● **THINGS TO DO**:
**1.** In the line graphs module, which variable goes on the x-axis in "The Biggest Loser" example?
**2.** Write the next part of the line graphs module, picking up after its last sentence.

● **GIVEN PASSAGE**:
After completing this module you should be able to:
- Describe the linear relationships between two parameters
- Construct and use a standard curve for determining the concentration of a unknown solution using spectroscopy
- Use Beer’s Law and the gradient of a standard curve to determine the concentration of an unknown solution using spectroscopy
Why do we use line graphs in biology?
Line graphs show trends or relationships between one or more variables in experiments involving numbers. They allow us to immediately determine the effect of changing one of these numerical variables on another numerical variable you can measure. Though this sounds complicated don’t panic, because you have come across this before.
For example, on the “The Biggest Loser” TV show, it would be interesting to show the rate of weight loss of contestants. This could be easily displayed by plotting the weight loss of the contestants at the various “weigh ins”. As all the data collected is numerical (i.e. time, since starting the show and weight) a line graph could be used to show the differences in the rate of weight loss between contestants.
As the show’s producers decide when the “weigh ins” are going to happen, time is known as the “independent variable”. That is, the variable that the experimenter controls. The weight of the contestant is dependent on what day is chosen so is known as the “dependent variable”. Convention says that we plot the independent variable (in this case, time) on the bottom or “x-axis” and the person’s weight loss on the “y-axis” (dependent variable).

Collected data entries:
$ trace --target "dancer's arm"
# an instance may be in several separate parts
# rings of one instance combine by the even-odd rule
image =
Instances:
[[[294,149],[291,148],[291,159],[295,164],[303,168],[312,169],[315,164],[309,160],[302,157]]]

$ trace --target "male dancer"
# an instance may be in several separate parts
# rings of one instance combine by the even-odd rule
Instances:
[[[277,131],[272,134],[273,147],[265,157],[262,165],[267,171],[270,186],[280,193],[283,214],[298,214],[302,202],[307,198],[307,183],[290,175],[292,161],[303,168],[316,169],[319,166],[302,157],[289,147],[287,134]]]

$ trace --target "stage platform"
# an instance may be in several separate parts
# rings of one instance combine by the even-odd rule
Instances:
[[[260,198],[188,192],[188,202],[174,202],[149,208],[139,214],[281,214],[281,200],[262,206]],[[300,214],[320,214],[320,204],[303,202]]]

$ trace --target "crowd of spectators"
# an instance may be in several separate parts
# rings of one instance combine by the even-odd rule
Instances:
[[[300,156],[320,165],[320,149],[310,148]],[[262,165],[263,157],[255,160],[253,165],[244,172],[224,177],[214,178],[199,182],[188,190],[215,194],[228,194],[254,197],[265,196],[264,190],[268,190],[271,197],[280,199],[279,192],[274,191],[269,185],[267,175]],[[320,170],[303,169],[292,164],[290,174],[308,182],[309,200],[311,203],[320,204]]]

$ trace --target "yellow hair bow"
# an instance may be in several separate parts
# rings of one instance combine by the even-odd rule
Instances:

● **EXERCISE ANSWERS**:
**1.** Time, the independent variable.

**2.**
Ok now, we have all been on diets. I personally would want my graph of weight loss to be as steep as possible and never flattening out until my goal weight, but of course this does not happen. Line graphs can therefore show when a person is losing weight quickly (fast rate) and when they are plateauing (zero rate). Line graphs are used because it is very easy to interpret rates of change between variables.
As you are now aware, line graphs are not always straight lines. If you do collect data points that allow you to draw a straight line, you can say there is a correlation between the two variables or a linear relationship. In science, there are lots of linear relationships–for example, the length of the femur (a leg bone) vs the height of humans, or the excretion of Vitamin B2 in urine vs dose, etc. In biology, often the first time you deal with linear graphs is using spectroscopy; at low concentrations of chemicals, there is a linear relationship between the absorbance of light through a solution and its concentration.